Records for this task:
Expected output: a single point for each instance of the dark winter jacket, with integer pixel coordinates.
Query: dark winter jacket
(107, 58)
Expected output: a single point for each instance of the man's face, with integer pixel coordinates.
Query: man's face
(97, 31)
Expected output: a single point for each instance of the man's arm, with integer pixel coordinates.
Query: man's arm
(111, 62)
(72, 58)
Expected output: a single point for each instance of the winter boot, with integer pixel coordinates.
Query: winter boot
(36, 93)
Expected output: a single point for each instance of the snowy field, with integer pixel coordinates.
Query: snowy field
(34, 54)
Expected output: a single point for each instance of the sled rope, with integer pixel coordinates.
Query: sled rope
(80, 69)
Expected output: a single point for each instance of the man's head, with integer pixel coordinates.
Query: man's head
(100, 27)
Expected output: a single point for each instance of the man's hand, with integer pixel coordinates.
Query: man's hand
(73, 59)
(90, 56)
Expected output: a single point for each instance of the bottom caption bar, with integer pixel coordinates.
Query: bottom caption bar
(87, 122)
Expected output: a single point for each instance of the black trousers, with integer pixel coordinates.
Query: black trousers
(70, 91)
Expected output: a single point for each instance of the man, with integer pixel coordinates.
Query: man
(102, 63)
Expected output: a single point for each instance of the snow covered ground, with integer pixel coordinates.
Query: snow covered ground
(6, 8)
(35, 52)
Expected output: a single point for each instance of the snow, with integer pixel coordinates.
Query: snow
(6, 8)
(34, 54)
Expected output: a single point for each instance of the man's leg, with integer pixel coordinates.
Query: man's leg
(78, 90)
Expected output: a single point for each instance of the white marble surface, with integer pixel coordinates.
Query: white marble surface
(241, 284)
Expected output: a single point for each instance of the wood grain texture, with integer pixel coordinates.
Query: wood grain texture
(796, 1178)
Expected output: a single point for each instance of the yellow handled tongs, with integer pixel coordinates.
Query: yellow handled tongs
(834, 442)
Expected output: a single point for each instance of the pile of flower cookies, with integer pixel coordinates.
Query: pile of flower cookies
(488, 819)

Aim: Arrange every line of the records above as a numbered list, leaving out any blank lines.

Expected answer:
1. Expected output: a single point for each instance of the dark winter jacket, with integer pixel coordinates.
2. Query: dark winter jacket
3. (107, 58)
4. Expected output: a single point for each instance of the man's face, with integer pixel coordinates.
5. Query: man's face
6. (97, 31)
7. Expected output: a single point for each instance of the man's arm, with integer pixel coordinates.
8. Query: man's arm
9. (111, 62)
10. (72, 58)
11. Expected output: a single point for each instance of the winter boot, with integer pixel coordinates.
12. Query: winter boot
13. (36, 93)
14. Expected output: a single point for each instance of the snowy field, with integer pixel coordinates.
15. Query: snowy field
16. (34, 54)
17. Expected output: a single point for each instance of the sled rope, with integer pixel coordinates.
18. Query: sled rope
19. (80, 69)
20. Expected output: a single point for each instance of the man's head, with integer pixel coordinates.
21. Query: man's head
22. (100, 27)
23. Expected output: a single point for each instance of the man's hand, with integer pixel coordinates.
24. Query: man's hand
25. (73, 59)
26. (90, 56)
27. Expected output: a single point for each instance of the bottom caption bar, with integer pixel coordinates.
28. Query: bottom caption bar
29. (87, 122)
30. Expected output: a single point for each instance of the black trousers, with integer pixel coordinates.
31. Query: black trousers
32. (70, 91)
33. Expected output: a single point for each instance of the man, with integer pixel coordinates.
34. Query: man
35. (102, 63)
36. Expected output: a single point for each instance of the snow covered ground, with integer pixel coordinates.
37. Query: snow covered ground
38. (6, 8)
39. (35, 52)
40. Expected output: a single point for each instance of the snow, with integer pixel coordinates.
41. Query: snow
42. (6, 8)
43. (34, 54)
44. Expected output: a single point for each instance of the man's leg, with integer pixel coordinates.
45. Query: man's leg
46. (78, 90)
47. Expected output: a single point for each instance of the white marble surface, with integer pixel coordinates.
48. Query: white marble surface
49. (241, 284)
50. Expected output: a single point for each instance of the wood grain texture, with integer pixel coordinates.
51. Query: wood grain texture
52. (796, 1178)
53. Expected output: a single point for each instance of the yellow handled tongs, with integer pixel coordinates.
54. Query: yellow handled tongs
55. (834, 442)
56. Expected output: a single point for each instance of the pile of flower cookies, with integer pixel coordinates.
57. Query: pile of flower cookies
58. (488, 819)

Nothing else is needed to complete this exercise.